Please repeat, word for word, the lines of the listing below from the line containing "Please, when you have a moment, identify the tattoo" through the line containing "651,598,674,620", with both of those lines included.

Bounding-box records
┌──
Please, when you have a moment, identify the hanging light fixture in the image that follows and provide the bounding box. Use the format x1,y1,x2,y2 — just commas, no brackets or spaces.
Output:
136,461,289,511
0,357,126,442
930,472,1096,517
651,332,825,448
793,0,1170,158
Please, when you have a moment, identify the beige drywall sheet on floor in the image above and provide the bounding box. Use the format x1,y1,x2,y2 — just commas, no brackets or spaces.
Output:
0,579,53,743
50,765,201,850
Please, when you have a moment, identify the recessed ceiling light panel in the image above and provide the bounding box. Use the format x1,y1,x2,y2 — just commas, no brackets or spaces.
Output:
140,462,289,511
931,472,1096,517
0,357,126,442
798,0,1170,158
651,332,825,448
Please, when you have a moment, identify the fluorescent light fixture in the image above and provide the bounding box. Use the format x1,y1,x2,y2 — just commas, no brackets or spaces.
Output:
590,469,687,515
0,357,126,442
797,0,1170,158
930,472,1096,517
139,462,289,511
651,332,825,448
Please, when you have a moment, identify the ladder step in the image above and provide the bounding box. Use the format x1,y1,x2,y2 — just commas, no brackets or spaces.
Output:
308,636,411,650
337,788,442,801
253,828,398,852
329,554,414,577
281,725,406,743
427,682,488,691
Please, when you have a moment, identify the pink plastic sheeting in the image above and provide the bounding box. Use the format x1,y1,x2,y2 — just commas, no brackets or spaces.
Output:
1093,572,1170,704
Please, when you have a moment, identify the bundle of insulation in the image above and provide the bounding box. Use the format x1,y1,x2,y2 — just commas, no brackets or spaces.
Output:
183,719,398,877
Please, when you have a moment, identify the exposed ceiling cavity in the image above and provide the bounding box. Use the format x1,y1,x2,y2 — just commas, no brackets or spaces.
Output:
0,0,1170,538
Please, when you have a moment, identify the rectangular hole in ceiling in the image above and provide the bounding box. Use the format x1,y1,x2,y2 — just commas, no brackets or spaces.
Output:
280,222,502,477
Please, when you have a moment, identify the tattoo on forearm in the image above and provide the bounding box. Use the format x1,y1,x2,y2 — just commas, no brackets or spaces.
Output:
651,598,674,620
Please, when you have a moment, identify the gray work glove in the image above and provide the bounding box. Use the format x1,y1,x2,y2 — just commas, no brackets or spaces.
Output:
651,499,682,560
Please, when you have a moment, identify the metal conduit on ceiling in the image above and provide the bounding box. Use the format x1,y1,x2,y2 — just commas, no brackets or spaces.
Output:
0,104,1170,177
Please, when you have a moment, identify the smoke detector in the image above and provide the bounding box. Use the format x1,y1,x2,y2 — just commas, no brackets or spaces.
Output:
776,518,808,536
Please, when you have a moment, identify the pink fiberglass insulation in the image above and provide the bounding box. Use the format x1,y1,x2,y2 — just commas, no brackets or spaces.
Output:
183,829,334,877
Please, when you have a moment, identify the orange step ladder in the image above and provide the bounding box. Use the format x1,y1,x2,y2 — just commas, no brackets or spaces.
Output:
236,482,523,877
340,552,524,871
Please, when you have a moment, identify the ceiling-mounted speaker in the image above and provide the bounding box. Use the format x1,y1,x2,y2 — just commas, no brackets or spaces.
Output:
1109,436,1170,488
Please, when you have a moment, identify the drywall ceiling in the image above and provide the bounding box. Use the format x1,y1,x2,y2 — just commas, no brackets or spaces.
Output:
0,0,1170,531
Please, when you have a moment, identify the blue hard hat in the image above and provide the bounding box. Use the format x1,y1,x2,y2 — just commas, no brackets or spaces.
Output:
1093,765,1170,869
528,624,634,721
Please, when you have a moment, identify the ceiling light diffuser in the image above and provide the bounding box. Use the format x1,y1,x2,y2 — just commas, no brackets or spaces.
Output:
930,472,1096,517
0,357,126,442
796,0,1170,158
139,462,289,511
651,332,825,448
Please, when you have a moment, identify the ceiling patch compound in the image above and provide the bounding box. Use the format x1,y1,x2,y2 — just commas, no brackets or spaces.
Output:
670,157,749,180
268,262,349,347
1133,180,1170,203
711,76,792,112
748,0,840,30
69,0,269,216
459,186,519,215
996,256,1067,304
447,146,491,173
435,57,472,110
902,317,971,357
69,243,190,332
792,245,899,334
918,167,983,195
└──
**Output of the task**:
Please, when you have a moment, identify the tattoo on forearm in the image above and provide the bounding box. Use the format x1,y1,x2,y2 — just commas, no brackets or spaces.
Output:
651,598,674,620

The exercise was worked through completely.